### SOURCE MATERIAL
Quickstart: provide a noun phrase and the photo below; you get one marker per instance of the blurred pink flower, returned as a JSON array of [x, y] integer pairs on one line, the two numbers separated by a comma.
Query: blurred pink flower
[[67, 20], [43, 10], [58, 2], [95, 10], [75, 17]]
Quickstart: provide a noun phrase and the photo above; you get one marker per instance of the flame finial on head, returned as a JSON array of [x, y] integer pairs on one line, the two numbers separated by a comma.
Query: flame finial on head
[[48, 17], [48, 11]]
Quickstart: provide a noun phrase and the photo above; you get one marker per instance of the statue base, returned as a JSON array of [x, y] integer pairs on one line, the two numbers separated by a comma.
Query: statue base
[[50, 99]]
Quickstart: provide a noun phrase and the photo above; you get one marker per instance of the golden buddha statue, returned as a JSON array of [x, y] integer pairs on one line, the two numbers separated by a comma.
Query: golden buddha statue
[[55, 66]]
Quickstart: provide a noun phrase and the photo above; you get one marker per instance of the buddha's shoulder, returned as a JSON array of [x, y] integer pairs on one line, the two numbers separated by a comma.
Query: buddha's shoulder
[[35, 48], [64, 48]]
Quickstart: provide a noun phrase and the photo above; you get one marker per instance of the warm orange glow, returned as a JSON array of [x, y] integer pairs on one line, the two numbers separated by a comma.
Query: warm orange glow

### DO THIS
Write out again only the lines starting at the one that contains "of the buddha's" and ending at the one that contains "[[35, 48], [64, 48]]", keeping every line in that span. Shift each coordinate in the answers by adding 122 to it.

### RIGHT ANSWER
Quickstart: provide a noun phrase and the photo above; you get one marker per instance of the buddha's shoulder, returned as a JSON array of [x, y] integer pairs on one line, the two numbers separated by a comma.
Query: buddha's shoulder
[[157, 170], [186, 170]]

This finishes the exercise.